REQUIRED TASK
Write out the part of the article below on AT&T's failed T-Mobile merger and its DirecTV deal that runs from "Today, the cost" up to and including "are expanding rapidly.", word for word.

PASSAGE PROVIDED
By Thomas Gryta
Maybe T-Mobile USA Inc. was a big winner in the recently
completed government wireless auction after all--with AT&T Inc.
picking up the bill.
The record $45 billion in bids pushed up the market value of
"mid-band" spectrum, a category that includes the airwaves AT&T
turned over to rival T-Mobile in 2012 as part of the breakup fee
for their failed merger.
The breakup fee was one of the costliest ever. AT&T took a
$4 billion charge, covering the $3 billion in cash it paid T-Mobile
and the $1 billion book value of the spectrum it surrendered.
Today, the cost looks even worse in light of the higher estimated
values for mid-band spectrum. Communications consultant New Street
Research LLP estimates that same spectrum is worth $4.7 billion in
the wake of the auction, putting the opportunity cost of the failed
deal near a staggering $8 billion.
The T-Mobile acquisition was a rare misstep in a long history of
high stakes deal making at AT&T. And while it is in the
rearview mirror, its outcome helps explain the pressure on AT&T
and Chief Executive Randall Stephenson to get its next deal
right.
The $49 billion pending acquisition of DirecTV LLC doesn't face
the same regulatory threat as the deal with T-Mobile. But it will
expose AT&T much more deeply to pay-TV at a time when options
for cord-cutters are expanding rapidly.
It is in some ways a reflection of the problems companies face
when looking for a next deal after successfully rolling up their
industries. AT&T built itself up from a regional phone company
via a series of massive deals under former CEO Ed Whitacre. Now the
company is so big that those sorts of deals are off limits.
The DirecTV acquisition is AT&T's biggest since its $85
billion purchase of BellSouth in 2006. Some on Wall Street were in
disbelief when The Wall Street Journal first reported last spring a
deal was in the works. It made little strategic sense to buy a
company in an industry that had peaked. Many now see the benefits
of the deal, along with a boost to AT&T's cash flow, making it
easier for the company to cover its large dividend payment and
investment needs.
AT&T recently promised that postmerger cost savings will be
"measurably larger" than originally projected. Last May it said the
savings would exceed an annual rate of $1.6 billion by three years
after the deal closes, mostly coming from content costs related to
its television business.

DATASET CONTENT

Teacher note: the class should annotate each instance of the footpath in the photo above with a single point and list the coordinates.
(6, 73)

ANSWER TO THE EXERCISE
Today, the cost looks even worse in light of the higher estimated
values for mid-band spectrum. Communications consultant New Street
Research LLP estimates that same spectrum is worth $4.7 billion in
the wake of the auction, putting the opportunity cost of the failed
deal near a staggering $8 billion.
The T-Mobile acquisition was a rare misstep in a long history of
high stakes deal making at AT&T. And while it is in the
rearview mirror, its outcome helps explain the pressure on AT&T
and Chief Executive Randall Stephenson to get its next deal
right.
The $49 billion pending acquisition of DirecTV LLC doesn't face
the same regulatory threat as the deal with T-Mobile. But it will
expose AT&T much more deeply to pay-TV at a time when options
for cord-cutters are expanding rapidly.